- _Given passage_:
Consumers are being given some early festive gifts this season, and that’s the continuance of the freefall of gasoline and diesel prices.

In the last five weeks, gasoline pump prices alone have fallen close to 50 cents per litre!

But beware this freefall, because it may not be for long, and you may need to grab your parachute.

Why do you say this Mr. Grinch?

I say it because there should be an updraft on prices for the following reasons:

Generally speaking, the global supply of crude and refined products is tight. In the U.S., where all Canadian prices are linked, inventories of crude and all refined products on average are down 9% compared to the 5-year average. So, for the time being, demand is down for refined products.

The supply/demand picture should also change with the recently announced relaxing of COVID-19 lockdowns in China. This will create a sudden crude supply demand burst of 1 million barrels per day, which will then boost Brent crude prices, and then filter down to gasoline and diesel prices.

Next, the 900,000 barrel per day (bpd) draw from the Strategic Petroleum Reserve (SPR) will stop. The flow will have to be reversed and taking this volume out of the domestic commercial inventory reports will alarm traders and increase crude prices.

Then we have the European Union (EU) ban on Russian oil imports. The EU will have to scramble for alternate supply sources for 1 million bpd, which will come from the U.S. and others. With the U.S. stopping the SPR draw and now needing to export crude, this will add even more upward pressure on crude and refined product prices.

Finally, it is unclear how Russia will react to the $60/bbl cap placed on its crude price, and how this will complicate the footpath of the crude price trend. Two of the world’s largest crude oil importers, China and India are not in agreement with the cap agreed upon by the G-7 and will continue to import Russian crude – and probably at a huge discount. So, cash and crude will continue to flow to and from Russia. To cripple Putin’s finances, you need a lower cap but if you do that then all he has to do is cut back production and jack up global crude prices and then pump prices will follow suit.

This is not what President Biden needs right now with consumers caught in a tug of war between a recession and inflation.

The consumer is fearful that the recession will mean a reduction in available jobs, and even if there are jobs, they can barely afford the bloated prices on the shelf due to high interest rates and inflation.

Enjoy your sale priced fossil fuel gifts today because soon they’ll no longer be on sale.

- _Listed records_:
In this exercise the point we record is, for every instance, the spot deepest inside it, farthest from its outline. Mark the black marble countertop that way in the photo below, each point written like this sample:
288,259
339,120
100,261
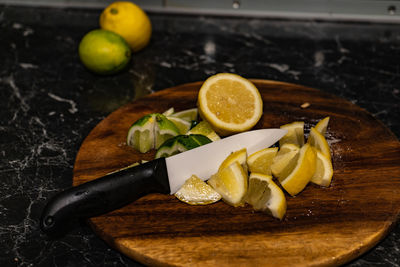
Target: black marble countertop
49,102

- _What is required_:
In the piece on gasoline and diesel prices, reproduce everything from "Generally speaking, the" down to "to gasoline and diesel prices.", changing "lockdowns" to "restrictions".

- _Expected answer_:
Generally speaking, the global supply of crude and refined products is tight. In the U.S., where all Canadian prices are linked, inventories of crude and all refined products on average are down 9% compared to the 5-year average. So, for the time being, demand is down for refined products.

The supply/demand picture should also change with the recently announced relaxing of COVID-19 restrictions in China. This will create a sudden crude supply demand burst of 1 million barrels per day, which will then boost Brent crude prices, and then filter down to gasoline and diesel prices.